| Exercise instructions |
Reproduce the records below exactly, with nothing altered.

| Data section |
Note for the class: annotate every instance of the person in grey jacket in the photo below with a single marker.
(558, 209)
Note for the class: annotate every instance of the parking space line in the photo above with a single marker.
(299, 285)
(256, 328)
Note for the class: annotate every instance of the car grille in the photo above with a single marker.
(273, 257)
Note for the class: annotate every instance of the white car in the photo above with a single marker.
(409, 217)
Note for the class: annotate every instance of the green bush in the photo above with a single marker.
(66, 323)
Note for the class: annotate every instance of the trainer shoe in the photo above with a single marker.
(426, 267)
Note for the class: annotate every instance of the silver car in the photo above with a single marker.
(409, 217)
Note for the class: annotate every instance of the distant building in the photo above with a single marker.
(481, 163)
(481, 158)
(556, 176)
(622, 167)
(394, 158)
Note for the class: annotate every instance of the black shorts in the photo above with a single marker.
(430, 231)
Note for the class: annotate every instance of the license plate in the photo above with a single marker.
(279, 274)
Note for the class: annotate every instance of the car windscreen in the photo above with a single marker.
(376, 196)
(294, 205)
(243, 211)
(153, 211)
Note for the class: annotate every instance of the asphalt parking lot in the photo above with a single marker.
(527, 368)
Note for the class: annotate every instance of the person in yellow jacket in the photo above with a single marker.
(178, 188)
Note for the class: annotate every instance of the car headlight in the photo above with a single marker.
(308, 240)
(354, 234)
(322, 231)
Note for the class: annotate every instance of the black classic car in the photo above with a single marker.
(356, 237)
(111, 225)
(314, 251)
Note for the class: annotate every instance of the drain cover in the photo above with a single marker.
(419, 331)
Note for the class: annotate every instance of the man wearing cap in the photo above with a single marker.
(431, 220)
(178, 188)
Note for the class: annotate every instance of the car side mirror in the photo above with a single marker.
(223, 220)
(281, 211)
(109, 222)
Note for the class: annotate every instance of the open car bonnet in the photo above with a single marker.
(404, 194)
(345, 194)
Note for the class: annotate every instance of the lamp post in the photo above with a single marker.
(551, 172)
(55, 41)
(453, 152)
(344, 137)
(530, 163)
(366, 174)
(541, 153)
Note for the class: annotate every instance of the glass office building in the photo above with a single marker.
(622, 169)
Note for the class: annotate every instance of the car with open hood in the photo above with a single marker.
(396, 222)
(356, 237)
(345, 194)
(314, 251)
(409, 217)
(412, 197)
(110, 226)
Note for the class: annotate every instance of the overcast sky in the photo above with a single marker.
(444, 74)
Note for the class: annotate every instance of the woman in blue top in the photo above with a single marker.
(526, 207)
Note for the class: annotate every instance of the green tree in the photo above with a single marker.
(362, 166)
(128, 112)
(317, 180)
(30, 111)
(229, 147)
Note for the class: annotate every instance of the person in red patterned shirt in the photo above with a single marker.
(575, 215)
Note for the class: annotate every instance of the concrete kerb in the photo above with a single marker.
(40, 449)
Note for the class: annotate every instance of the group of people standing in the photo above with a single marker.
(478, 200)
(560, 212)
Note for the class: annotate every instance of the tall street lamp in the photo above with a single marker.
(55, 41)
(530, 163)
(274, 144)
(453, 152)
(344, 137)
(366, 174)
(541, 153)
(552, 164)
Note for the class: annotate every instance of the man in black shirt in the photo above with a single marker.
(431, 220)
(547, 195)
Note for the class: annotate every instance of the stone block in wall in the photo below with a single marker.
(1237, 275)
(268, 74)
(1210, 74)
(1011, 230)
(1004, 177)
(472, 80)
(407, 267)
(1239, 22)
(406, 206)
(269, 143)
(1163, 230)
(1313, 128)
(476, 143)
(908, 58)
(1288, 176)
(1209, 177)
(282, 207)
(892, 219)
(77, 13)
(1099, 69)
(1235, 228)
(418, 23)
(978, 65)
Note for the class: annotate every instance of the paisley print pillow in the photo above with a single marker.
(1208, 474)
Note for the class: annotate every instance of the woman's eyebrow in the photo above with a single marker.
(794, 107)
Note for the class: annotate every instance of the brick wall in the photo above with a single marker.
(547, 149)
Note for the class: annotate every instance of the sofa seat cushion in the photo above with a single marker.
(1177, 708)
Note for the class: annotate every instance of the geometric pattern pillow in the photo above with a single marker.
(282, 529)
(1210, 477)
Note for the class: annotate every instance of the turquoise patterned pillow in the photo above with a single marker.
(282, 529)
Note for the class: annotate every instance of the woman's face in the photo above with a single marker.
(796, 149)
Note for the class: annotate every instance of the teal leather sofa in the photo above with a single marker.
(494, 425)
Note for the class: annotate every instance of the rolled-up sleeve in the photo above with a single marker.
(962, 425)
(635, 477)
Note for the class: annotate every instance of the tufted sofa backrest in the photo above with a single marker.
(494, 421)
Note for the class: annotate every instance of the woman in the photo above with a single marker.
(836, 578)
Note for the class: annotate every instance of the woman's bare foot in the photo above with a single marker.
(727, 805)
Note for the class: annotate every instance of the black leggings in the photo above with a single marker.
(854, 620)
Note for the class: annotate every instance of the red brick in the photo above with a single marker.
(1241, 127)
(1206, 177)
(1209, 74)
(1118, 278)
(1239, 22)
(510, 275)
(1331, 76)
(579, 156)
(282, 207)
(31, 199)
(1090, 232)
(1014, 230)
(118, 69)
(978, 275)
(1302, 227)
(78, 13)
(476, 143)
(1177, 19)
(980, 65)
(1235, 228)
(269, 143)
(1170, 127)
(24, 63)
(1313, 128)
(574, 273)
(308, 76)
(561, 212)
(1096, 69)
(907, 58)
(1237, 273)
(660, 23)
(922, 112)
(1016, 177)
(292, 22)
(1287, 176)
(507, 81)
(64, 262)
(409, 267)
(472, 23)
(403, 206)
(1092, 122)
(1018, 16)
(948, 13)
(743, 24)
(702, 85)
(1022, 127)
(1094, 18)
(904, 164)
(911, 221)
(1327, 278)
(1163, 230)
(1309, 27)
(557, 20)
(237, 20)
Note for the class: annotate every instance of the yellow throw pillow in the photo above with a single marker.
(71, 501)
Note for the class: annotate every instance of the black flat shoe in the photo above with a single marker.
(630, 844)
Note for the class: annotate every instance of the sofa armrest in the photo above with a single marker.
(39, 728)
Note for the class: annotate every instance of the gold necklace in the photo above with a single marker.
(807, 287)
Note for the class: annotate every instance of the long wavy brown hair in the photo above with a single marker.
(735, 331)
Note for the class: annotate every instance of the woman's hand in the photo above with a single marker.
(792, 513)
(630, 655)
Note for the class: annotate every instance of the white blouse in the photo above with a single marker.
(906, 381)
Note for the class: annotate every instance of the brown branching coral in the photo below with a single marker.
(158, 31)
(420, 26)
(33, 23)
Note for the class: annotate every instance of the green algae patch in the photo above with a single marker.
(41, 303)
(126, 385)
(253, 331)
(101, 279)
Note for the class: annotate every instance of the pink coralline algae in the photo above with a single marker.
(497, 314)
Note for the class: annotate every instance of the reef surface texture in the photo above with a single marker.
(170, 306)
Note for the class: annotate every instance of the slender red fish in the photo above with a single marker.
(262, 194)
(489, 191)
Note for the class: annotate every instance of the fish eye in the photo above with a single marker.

| Task response |
Note for the class: annotate every instance of the person in grey jacket in the photo below with a single marker.
(558, 209)
Note for the class: annotate every instance of the parking space line in the photo above with a single marker.
(299, 285)
(256, 328)
Note for the class: annotate every instance of the car grille in the photo above with a single marker.
(273, 257)
Note for the class: annotate every instance of the white car in the photo above with a single marker.
(409, 217)
Note for the class: annotate every instance of the green bush in the photo above with a single marker.
(66, 323)
Note for the class: annotate every instance of the trainer shoe in the photo above with a single marker.
(426, 267)
Note for the class: annotate every instance of the silver car in the photo above with a single marker.
(409, 217)
Note for the class: annotate every instance of the distant building in the photo above with a single marker.
(481, 163)
(481, 158)
(556, 176)
(622, 167)
(394, 158)
Note for the class: annotate every instance of the black shorts in the photo above with a single marker.
(430, 231)
Note for the class: annotate every instance of the license plate in the photo above with a single marker.
(279, 274)
Note for the class: annotate every instance of the car windscreen in the photo above with a single marker.
(376, 196)
(294, 205)
(243, 211)
(153, 211)
Note for the class: annotate every instance of the asphalt parking lot in the photo above with a single marker.
(527, 368)
Note for the class: annotate every instance of the person in yellow jacket in the photo above with a single marker.
(178, 188)
Note for the class: annotate every instance of the car headlight in the photo above with a single marker.
(308, 240)
(354, 234)
(322, 231)
Note for the class: annotate every instance of the black classic car in the photo above with a single marker.
(356, 237)
(111, 225)
(314, 251)
Note for the class: annotate every instance of the drain cover in the photo above with a single marker.
(419, 331)
Note for the class: annotate every instance of the man wearing cap in the photo above with a single marker.
(431, 220)
(178, 188)
Note for the class: annotate every instance of the car side mirror in the photo above with a single marker.
(223, 220)
(281, 211)
(109, 222)
Note for the class: annotate every instance of the open car bonnet in the photo above with a single marker.
(404, 194)
(345, 194)
Note for the class: annotate every instance of the lamp post in the photo above with a single marker.
(551, 172)
(55, 41)
(453, 152)
(344, 137)
(530, 163)
(366, 174)
(541, 153)
Note for the class: annotate every instance of the glass office building in the photo above with a single marker.
(622, 169)
Note for the class: annotate every instance of the car with open hood in the photo above with a single marker.
(396, 222)
(356, 237)
(345, 194)
(314, 251)
(409, 217)
(412, 197)
(110, 226)
Note for the class: annotate every instance of the overcast sky in the photo above with a single marker.
(444, 74)
Note for the class: annotate every instance of the woman in blue top in the photo above with a single marker.
(526, 207)
Note for the class: annotate every instance of the green tree in the photo above with a single marker.
(362, 166)
(128, 112)
(317, 180)
(30, 111)
(229, 147)
Note for the class: annotate every instance of the person in red patterned shirt in the photo above with a single marker.
(575, 215)
Note for the class: annotate every instance of the concrete kerb in the photo above with a single marker.
(40, 449)
Note for the class: annotate every instance of the group of people standing in the photo above with a single marker.
(478, 200)
(560, 212)
Note for the class: annotate every instance of the tall street lamp in the photo above with a single marker.
(55, 41)
(530, 163)
(274, 144)
(453, 152)
(344, 137)
(366, 174)
(541, 153)
(552, 164)
Note for the class: annotate every instance of the man in black shirt in the photo above with a single marker.
(431, 220)
(547, 195)
Note for the class: annotate every instance of the stone block in wall in the photo below with a single marker.
(1237, 275)
(268, 74)
(1210, 74)
(1011, 230)
(1004, 177)
(472, 80)
(407, 267)
(1239, 22)
(406, 206)
(269, 143)
(1163, 230)
(1313, 128)
(476, 143)
(908, 58)
(1288, 176)
(1209, 177)
(282, 207)
(892, 219)
(77, 13)
(1099, 69)
(1235, 228)
(418, 23)
(978, 65)
Note for the class: annotate every instance of the paisley print pillow in the photo above with a single marker.
(1208, 474)
Note for the class: annotate every instance of the woman's eyebrow in the photo above with a single marker.
(794, 107)
Note for the class: annotate every instance of the brick wall in the photo above with a single marker.
(547, 149)
Note for the class: annotate every instance of the sofa seat cushion in the photo above with a single marker.
(1177, 708)
Note for the class: annotate every instance of the geometric pattern pillow in the photo above with a single marker.
(282, 529)
(1210, 477)
Note for the class: annotate every instance of the turquoise patterned pillow in the photo above with a single marker.
(282, 529)
Note for the class: annotate every instance of the woman's face in the photo above with a single marker.
(796, 149)
Note for the class: annotate every instance of the teal leather sofa in the photo above with a single marker.
(494, 425)
Note for the class: annotate every instance of the rolled-up sleeve in the photo above with a single marker.
(962, 425)
(635, 477)
Note for the class: annotate every instance of the tufted sofa backrest in the photo above with a single marker.
(494, 421)
Note for the class: annotate every instance of the woman in the photo above with a single marker.
(836, 578)
Note for the class: annotate every instance of the woman's bare foot in the photo above with a single marker.
(727, 805)
Note for the class: annotate every instance of the black leggings in the photo above with a single marker.
(854, 620)
Note for the class: annotate every instance of the red brick in the photo above with a single marker.
(1241, 127)
(1206, 177)
(1209, 74)
(1118, 278)
(1239, 22)
(510, 275)
(1331, 76)
(579, 156)
(282, 207)
(31, 199)
(1090, 232)
(1014, 230)
(118, 69)
(978, 275)
(1302, 227)
(78, 13)
(476, 143)
(1177, 19)
(980, 65)
(1235, 228)
(269, 143)
(1170, 127)
(24, 63)
(1313, 128)
(574, 273)
(308, 76)
(561, 212)
(1096, 69)
(907, 58)
(1237, 273)
(660, 23)
(922, 112)
(1016, 177)
(292, 22)
(1287, 176)
(507, 81)
(64, 262)
(409, 267)
(472, 23)
(403, 206)
(1092, 122)
(1018, 16)
(948, 13)
(743, 24)
(702, 85)
(1022, 127)
(1094, 18)
(904, 164)
(911, 221)
(1327, 278)
(1163, 230)
(1309, 27)
(557, 20)
(237, 20)
Note for the class: annotate every instance of the yellow throw pillow in the photo above with a single marker.
(71, 501)
Note for the class: annotate every instance of the black flat shoe in the photo above with a single marker.
(630, 844)
Note for the class: annotate every instance of the sofa armrest in the photo above with a single marker.
(39, 728)
Note for the class: annotate every instance of the gold necklace in the photo above with a single marker.
(807, 287)
Note for the class: annotate every instance of the long wavy brown hair in the photo above with a single marker.
(735, 331)
Note for the class: annotate every instance of the woman's hand in the photo above with a single marker.
(792, 513)
(630, 655)
Note for the class: annotate every instance of the white blouse in the photo above with a single marker.
(906, 381)
Note for the class: annotate every instance of the brown branching coral in the photo below with a single marker.
(158, 31)
(420, 26)
(33, 23)
Note for the class: annotate every instance of the green algae patch in the photo above with a single marker.
(41, 303)
(126, 385)
(253, 331)
(101, 279)
Note for the class: annotate every instance of the pink coralline algae in the photo above with a single marker.
(497, 314)
Note for the class: annotate every instance of the reef surface texture in the photo above with a single marker.
(170, 306)
Note for the class: annotate every instance of the slender red fish in the photo above with a single marker.
(262, 194)
(489, 191)
Note for the class: annotate every instance of the fish eye in the photo above with a single marker.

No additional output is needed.